Since its creation, the Civitan International Research Center (CIRC) has been a point of pride and a unifying cause for Civitan members globally. In the 1950s, service to people with intellectual and developmental disabilities became a primary focus of the organization and, as such, the center is a physical manifestation of the very mission of Civitan.

This year, the research center celebrated a milestone birthday. Although the CIRC officially opened in 1992, the resolution to create it was passed in 1988—exactly thirty years ago.

The Center for Disease Control estimates Intellectual and developmental disabilities affect one in six Americans. In reality, no member of our society is unaffected. For many Civitan members, the impact of I/DD is the reason for their service because they have a friend or family member with autism, alzheimer’s, Down syndrome or another issue closely tied to the mission of Civitan. It’s personal.

Just as the definition of I/DD has expanded over time, the scope of the research center has grown over the three decades since it was first conceived. Today, there are more than 100 scientists working under the banner of Civitan looking to find answers for a variety of concerns. With each issue of Civitan Magazine, we like to highlight some of the amazing work being done by the researchers supported by Civitans around the world.

Dr. Farah Lubin is one of many Civitan scientists working hard to make a difference. As the leader of the Lubin Lab, she takes on a variety of roles from hands-on research work to serving as a mentor for students seeking to begin their careers.

“My lab is a memory lab,” says Lubin. “I study how the brain learns and retains memory. I like to do it because this is what happens in a healthy brain.”

Dr. Lubin explains how the brain adapts to circumstances and compensates for changes naturally. Understanding how a healthy brain works is important because it helps researchers determine when something needs to be treated or when the body is actually repairing itself.

“I’ve become really interested in epilepsy,” she says, “because we know a lot about memory from patients with epilepsy, particularly temporal lobe epilepsy.” When patients no longer respond to drug treatments, doctors have to remove affected portions of the brains where seizures begin. “We learn the science of ‘blobology’ as I call it. Where this blob in the front is executive function, this blob is visual cortex, and so on.”

Her work with epilepsy intrigues her because much of the treatment for the disorder revolves around preventing seizures but, she says, addressing the memory loss that accompanies the seizures can lead to a higher quality of life for the patients.

Source data:
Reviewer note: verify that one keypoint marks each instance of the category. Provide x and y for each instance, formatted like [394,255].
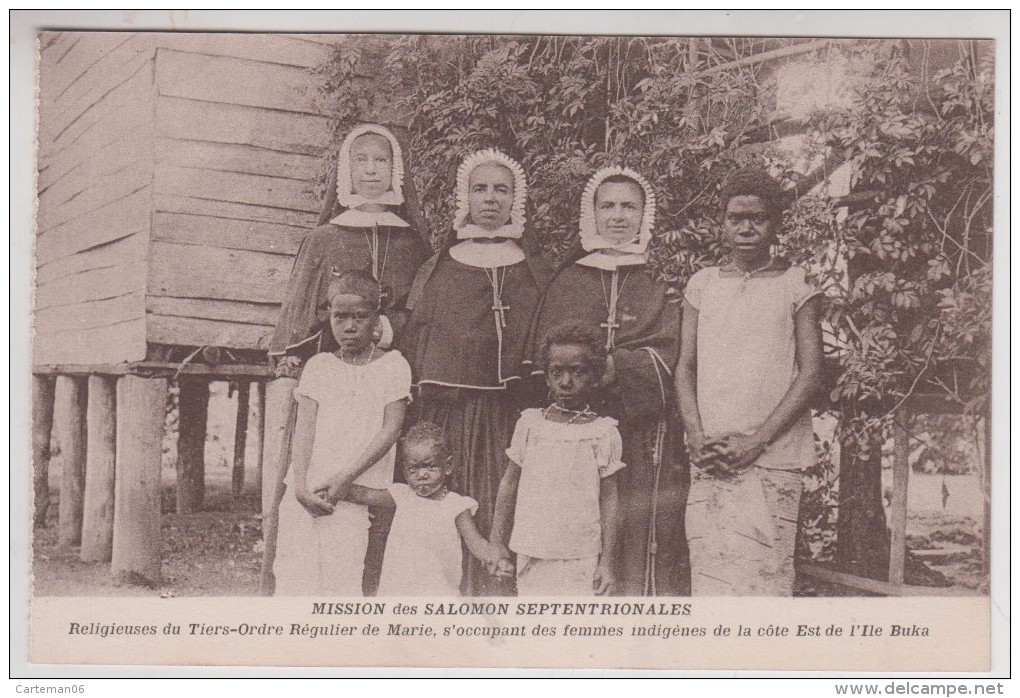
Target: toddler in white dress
[423,551]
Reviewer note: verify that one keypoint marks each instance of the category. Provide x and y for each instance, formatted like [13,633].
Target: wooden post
[986,497]
[257,433]
[69,430]
[898,508]
[42,425]
[240,438]
[278,397]
[278,394]
[141,403]
[97,521]
[194,410]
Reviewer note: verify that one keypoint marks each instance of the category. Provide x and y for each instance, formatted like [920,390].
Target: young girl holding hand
[423,552]
[751,359]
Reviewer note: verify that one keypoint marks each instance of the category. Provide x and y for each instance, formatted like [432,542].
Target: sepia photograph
[345,322]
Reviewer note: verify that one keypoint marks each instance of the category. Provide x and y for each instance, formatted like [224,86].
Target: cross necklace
[612,298]
[746,276]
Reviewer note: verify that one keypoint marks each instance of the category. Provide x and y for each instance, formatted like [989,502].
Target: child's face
[490,196]
[619,207]
[371,165]
[426,467]
[747,225]
[571,375]
[353,320]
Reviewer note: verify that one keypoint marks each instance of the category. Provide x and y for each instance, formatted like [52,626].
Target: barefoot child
[351,407]
[423,552]
[751,359]
[559,491]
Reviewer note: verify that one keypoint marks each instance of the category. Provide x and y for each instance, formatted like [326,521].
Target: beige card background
[960,630]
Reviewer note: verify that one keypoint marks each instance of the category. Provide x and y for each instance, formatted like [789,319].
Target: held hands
[313,503]
[726,455]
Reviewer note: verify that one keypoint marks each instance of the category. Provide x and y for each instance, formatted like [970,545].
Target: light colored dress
[423,553]
[326,554]
[557,532]
[742,531]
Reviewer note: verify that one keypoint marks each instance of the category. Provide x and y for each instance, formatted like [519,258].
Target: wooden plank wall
[95,175]
[239,153]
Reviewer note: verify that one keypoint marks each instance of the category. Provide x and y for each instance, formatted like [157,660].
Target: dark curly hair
[425,433]
[755,182]
[579,335]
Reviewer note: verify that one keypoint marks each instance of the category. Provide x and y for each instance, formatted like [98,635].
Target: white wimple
[345,185]
[590,238]
[515,228]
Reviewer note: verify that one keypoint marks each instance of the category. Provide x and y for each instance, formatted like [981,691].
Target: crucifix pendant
[610,327]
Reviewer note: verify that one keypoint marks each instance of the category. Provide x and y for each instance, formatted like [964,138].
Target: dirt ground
[217,552]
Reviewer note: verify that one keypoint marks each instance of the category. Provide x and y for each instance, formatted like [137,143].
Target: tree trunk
[42,426]
[97,524]
[193,414]
[278,399]
[69,430]
[257,433]
[141,405]
[863,544]
[240,439]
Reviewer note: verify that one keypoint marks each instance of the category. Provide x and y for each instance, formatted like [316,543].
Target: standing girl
[363,226]
[608,285]
[559,491]
[360,229]
[351,406]
[751,359]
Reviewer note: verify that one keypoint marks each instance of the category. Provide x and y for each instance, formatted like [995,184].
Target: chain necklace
[746,276]
[577,413]
[368,358]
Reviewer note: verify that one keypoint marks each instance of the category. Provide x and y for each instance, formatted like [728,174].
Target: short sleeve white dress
[325,554]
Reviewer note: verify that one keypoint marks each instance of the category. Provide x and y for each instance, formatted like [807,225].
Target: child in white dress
[423,551]
[751,359]
[559,492]
[351,407]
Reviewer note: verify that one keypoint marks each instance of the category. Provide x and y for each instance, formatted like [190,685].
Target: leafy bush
[904,259]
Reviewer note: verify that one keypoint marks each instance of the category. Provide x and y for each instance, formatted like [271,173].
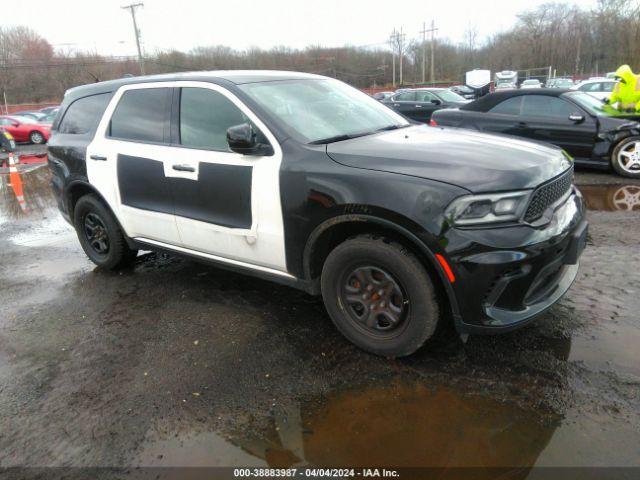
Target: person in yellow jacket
[627,91]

◆ Problems to work on
1. In the piece about the Civitan International Research Center, what share of Americans does the Center for Disease Control estimate is affected by intellectual and developmental disabilities?
2. Carry on the piece about the Civitan International Research Center, picking up right after its final sentence.

◆ Answers by item
1. One in six Americans.

2.
“I study an area of molecular genetics called epigenetics,” she says, “epi is latin for above, so it means above genetics. These determine how your genetic code is read. Your cells all have the same DNA, for example, but external factors tell them which codes to turn on or off at the cellular level.” Dr. Lubin says epilepsy can be genetic but it is important to understand what factors play a role in causing the seizures and memory loss.

She recently had a study published in a peer reviewed medical journal which has drawn a lot of attention to the work at the CIRC. The study involves the supplementation of methionine, a basic amino acid attained in the diet, which has prevented memory loss in lab studies.

“Methionine is an essential amino acid which means you take it in through food,” she says. “It contributes to those epigenetic processes. It increases expression of certain genes and suppresses expression of other genes—and the body just takes it in and rescues memory.”

Dr. Lubin add a caution to say all seizures are not the same and not all seizures are epilepsy. This bridges the research across other areas of I/DD. For example, about 30% of autism patients experience seizures. So, the research could have a much broader impact in seizure control and memory retention.

Currently, she is waiting on approval for clinical trials in humans but is encouraged by the success in rodent studies and in human tissue. There are many variables to consider with human studies which can’t be explored with rats and mice, such as male and female specific epilepsy and how hormones might affect results.

The epilepsy lab has moved to UAB Highlands hospital where the Civitan International Neuroimaging Laboratory (CINL) is located. She says the MRI at the CINL allows her, and other researchers, to attain higher quality images much faster than other imaging equipment.